Give the number of lines in the records below that hold "light"; nothing else is needed.

[Supplied records Boundary: Start]

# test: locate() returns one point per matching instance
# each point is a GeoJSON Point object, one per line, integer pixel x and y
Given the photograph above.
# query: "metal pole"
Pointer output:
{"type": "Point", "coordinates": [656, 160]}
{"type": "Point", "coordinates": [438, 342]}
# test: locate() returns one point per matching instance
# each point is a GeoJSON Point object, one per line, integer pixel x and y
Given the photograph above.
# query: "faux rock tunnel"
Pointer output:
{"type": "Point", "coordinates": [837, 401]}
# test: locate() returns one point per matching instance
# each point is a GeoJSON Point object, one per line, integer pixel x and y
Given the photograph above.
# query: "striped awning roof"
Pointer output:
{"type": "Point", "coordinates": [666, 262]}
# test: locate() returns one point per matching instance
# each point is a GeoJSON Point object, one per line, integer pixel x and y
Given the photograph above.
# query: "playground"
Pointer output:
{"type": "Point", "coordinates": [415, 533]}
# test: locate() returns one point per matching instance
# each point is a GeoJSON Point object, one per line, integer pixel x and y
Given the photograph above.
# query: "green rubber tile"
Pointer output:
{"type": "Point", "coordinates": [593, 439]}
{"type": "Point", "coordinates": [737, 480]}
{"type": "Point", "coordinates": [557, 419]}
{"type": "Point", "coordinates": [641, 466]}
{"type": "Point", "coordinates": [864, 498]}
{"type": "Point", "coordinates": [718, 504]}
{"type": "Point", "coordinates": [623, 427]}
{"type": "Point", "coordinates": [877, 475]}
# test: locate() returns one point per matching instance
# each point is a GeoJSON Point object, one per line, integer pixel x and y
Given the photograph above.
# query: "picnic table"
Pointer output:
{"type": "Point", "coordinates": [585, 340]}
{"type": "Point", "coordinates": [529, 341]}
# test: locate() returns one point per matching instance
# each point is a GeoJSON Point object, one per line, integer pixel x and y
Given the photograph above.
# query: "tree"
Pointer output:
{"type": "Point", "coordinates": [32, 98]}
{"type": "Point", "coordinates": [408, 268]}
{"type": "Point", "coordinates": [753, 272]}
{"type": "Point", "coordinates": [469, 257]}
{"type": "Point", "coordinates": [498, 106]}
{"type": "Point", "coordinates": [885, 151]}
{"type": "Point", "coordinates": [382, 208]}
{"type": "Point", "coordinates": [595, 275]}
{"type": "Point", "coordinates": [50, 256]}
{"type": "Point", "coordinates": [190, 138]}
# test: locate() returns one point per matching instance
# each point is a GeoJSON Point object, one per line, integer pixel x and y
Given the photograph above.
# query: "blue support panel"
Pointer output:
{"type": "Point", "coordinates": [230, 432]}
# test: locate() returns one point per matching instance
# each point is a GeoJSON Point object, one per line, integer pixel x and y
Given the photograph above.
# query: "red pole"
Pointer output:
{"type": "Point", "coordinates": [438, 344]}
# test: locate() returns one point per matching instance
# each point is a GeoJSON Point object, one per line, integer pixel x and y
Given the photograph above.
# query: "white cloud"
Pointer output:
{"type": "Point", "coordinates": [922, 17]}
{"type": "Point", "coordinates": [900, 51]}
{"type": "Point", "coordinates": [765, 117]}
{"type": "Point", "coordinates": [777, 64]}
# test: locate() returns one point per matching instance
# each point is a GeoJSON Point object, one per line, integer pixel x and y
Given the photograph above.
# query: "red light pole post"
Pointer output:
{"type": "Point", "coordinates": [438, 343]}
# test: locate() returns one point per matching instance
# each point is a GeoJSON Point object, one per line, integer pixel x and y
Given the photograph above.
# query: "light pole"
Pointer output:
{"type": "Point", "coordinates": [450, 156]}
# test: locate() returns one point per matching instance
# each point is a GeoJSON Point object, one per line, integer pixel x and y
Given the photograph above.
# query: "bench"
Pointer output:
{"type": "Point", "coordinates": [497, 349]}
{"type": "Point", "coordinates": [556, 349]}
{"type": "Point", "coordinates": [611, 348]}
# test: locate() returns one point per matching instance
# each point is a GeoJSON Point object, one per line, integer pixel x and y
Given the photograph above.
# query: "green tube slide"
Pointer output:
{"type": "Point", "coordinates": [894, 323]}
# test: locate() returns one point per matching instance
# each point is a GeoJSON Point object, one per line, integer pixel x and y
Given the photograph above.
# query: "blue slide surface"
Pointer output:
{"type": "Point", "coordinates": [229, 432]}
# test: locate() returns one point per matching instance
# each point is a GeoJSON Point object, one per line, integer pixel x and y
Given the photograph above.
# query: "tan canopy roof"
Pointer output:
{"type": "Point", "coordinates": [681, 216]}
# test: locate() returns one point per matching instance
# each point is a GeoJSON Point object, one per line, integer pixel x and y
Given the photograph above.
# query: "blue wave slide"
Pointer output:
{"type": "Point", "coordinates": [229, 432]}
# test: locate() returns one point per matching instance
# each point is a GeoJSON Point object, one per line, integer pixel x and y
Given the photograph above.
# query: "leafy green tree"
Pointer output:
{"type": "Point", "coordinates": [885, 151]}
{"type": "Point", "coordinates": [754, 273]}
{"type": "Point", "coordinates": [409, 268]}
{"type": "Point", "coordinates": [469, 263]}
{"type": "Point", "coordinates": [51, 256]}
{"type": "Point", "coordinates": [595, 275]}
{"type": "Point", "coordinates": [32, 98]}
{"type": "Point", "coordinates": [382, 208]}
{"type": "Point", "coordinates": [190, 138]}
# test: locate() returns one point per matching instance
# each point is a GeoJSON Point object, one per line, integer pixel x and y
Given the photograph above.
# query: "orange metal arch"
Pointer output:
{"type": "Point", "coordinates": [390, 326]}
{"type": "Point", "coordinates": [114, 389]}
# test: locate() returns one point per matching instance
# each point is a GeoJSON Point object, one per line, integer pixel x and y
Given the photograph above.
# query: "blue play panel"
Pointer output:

[Supplied records Boundary: End]

Written response: 2